→ REQUISITOS:
**A.** No texto sobre a festa de S. João, quantas pedrinhas atiram os rapazes e raparigas casadoiros ao nicho da Fonte?
**B.** Prossiga o texto sobre a festa de S. João a partir da sua última frase.

→ TEXTO CITADO:
╭──
O S. JOÃO  E AS RENDILHEIRAS (1934)

 

De muito longa data que o povo da nossa terra vem festejando com bem sentido entusiasmo o seu Santo Padroeiro, S. João.

            Novos e velhos, unidos numa só alegria, como se a mesma mocidade a todos  cobrisse de Sol, cantam louvores ao Santo, a quem por crença chamam casamenteiro. Novos  e velhos, sob o calor do mesmo fogo ardente, esquecendo categorias, esquecendo tudo numa comunhão sincera dum ideal puramente irmão, vão à festa, dançam na festa, cantam na festa, porque ela é de todos e para todos.  E a noite de S. João é um arraial de folia e de amor, a que outrora nem faltava a colaboração simpática das freiras do Convento de Santa Clara, que também dela com respeitoso júbilo partilhavam.

 

            Alta madrugada, quando o Céu de Portugal, com lágrimas de alegria orvalha com ternura os campos e os jardins, é ainda com arreigada crença por velha tradição, que o povo da nossa terra se organiza, e segue em ranchos a caminho da milagrosa Fonte de S. João do Convento, onde as raparigas e rapazes casadoiros, na ânsia dum matrimónio feliz, atiram as três pedrinhas prometedoras, no nicho da Fonte, na esperança de que tôdas, bem acertadas, um prenúncio de casamento milagrosamente lhes será ... Quantos sorrisos de alegria, quantos protestos de boa resignação, e quantas encobertas dores de inesperada amargura, esta interessantíssima tradição não vai levar ao coração moço  daquêles e daquelas, que num desejo veemente a não esquecem ?... Mas não acabam aqui as velhas tradições do Santo casamenteiro; e os grupos, saindo da Fonte, prosseguem agora a caminho do Mar, e , perto dele, cantam e dançam para que êle os veja e também comungue da estonteante alegria dos que alegremente o visitam.
╰──
→ DADOS:
╭──
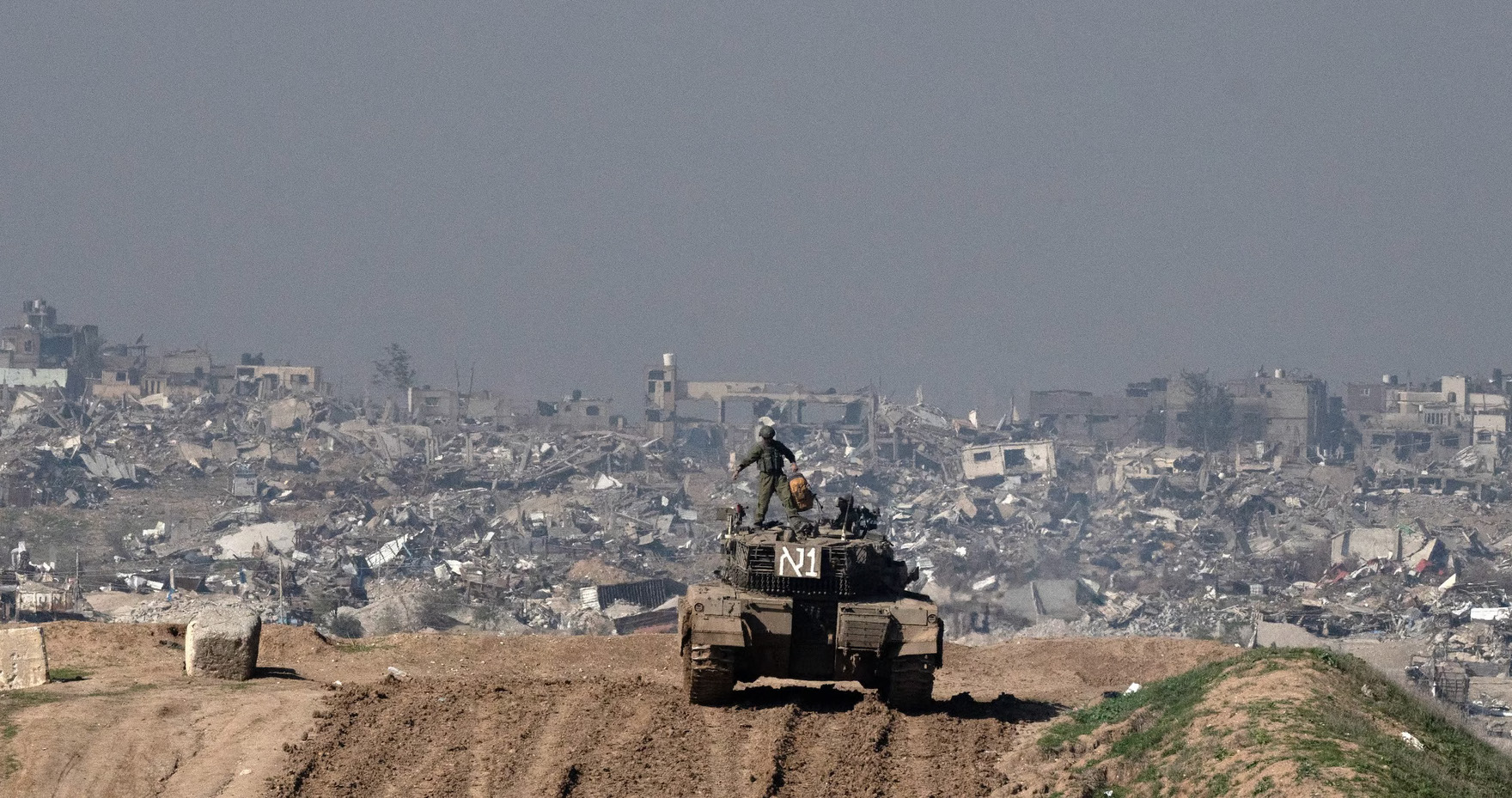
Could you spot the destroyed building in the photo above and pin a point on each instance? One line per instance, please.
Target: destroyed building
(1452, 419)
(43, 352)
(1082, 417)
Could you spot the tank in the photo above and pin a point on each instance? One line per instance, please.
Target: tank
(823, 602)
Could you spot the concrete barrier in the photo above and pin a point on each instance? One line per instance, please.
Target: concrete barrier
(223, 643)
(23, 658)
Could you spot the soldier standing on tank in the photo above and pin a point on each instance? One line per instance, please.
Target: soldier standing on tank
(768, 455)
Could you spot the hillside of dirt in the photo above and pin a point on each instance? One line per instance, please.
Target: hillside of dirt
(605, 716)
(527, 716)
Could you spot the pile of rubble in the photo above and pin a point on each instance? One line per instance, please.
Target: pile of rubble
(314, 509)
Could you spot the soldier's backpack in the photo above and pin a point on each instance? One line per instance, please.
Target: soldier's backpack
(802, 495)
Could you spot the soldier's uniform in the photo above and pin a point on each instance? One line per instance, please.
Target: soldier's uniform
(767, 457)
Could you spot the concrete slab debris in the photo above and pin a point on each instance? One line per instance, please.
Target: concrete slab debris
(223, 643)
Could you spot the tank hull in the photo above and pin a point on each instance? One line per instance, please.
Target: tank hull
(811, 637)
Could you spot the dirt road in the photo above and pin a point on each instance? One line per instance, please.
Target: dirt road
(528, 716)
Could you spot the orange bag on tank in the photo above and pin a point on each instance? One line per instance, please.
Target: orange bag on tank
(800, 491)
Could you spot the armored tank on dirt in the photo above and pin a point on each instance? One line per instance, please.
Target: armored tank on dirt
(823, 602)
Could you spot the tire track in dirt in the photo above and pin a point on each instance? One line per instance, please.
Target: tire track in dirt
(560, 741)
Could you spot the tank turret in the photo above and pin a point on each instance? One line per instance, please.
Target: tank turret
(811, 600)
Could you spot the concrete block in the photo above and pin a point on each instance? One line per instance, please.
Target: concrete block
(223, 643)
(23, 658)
╰──
╭──
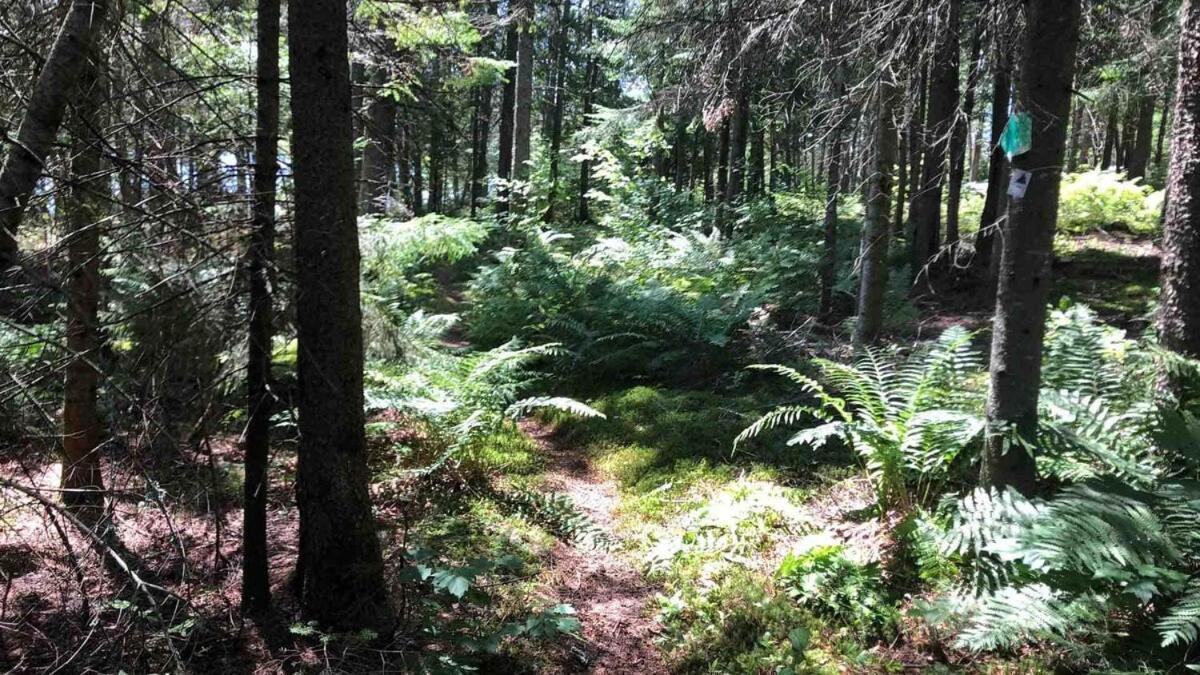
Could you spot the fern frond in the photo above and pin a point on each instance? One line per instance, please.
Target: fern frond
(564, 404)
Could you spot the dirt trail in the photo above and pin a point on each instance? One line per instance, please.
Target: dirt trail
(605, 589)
╰──
╭──
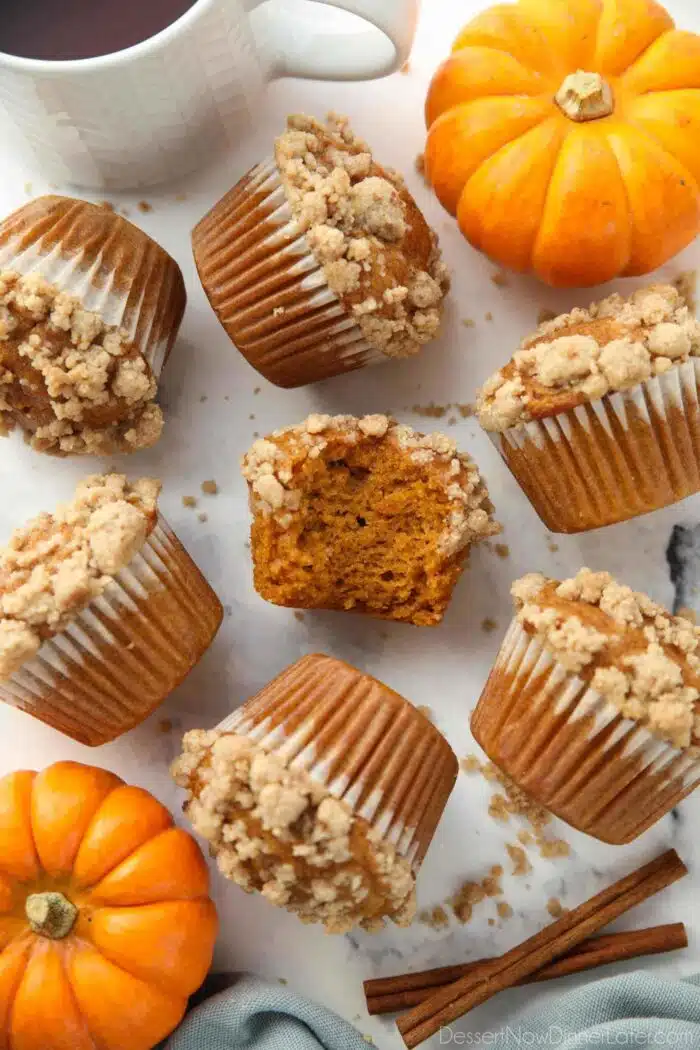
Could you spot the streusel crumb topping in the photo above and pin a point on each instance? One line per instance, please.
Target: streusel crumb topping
╰──
→ RESPOSTAS POR TAREFA:
**A.** Três pedrinhas.

**B.**
          

           E o Mar reconhece agradecido, espraiando docemente as ondas pela areia fina, como que a jurar às raparigas que o saúdam cantando, o favor dum bom trato para os futuros  maridos que no seu vasto domínio tenham de ir ganhar o pão nosso de cada dia.

 

             Dia de S. João!

 

            Os sinos da igreja anunciam a procissão. E outro velho uso anima, na alma das raparigas, a vontade firme dum breve casamento. E umas e outras lá correm esperançadas em busca de cravos lindos para atirar ao andor do Santo. Sai a procissão. Das janelas das suas casas, elas aguardam, atentas, que o andor do seu Padroeiro passe, para lhe lançar aos pés o cravo decisivo, se aos pés a Êle com abençoada certeza, lhe cair e lá se conservar. E à sua passagem os cravos chovem, num desejo de amor que o coração de quem os atira, com sonhadora alegria, manifesta... Termina a procissão. Novo passeio à praia, nova visita ao Mar que, irrequieto e ansioso, segundo o costume já os espera. Morre o dia. O Sol esconde-se vagarosamente no Oceano, num adeus de saudades; e o Mar geme, noutro adeus, que as suas ondas dizem estendendo os braços pela areia ...

 

             Mas o povo prossegue ainda.

 

            E era antigamente na cêrca do Convento, que a sua voz, por fim, se ouvia, em também saudosa despedida para as freirinhas do Convento, que do seu Claustro, a cantar respondiam, acenando um e outras os seus lenços como se dois bandos de pombas brancas simultâneamente tentassem esvoaçar.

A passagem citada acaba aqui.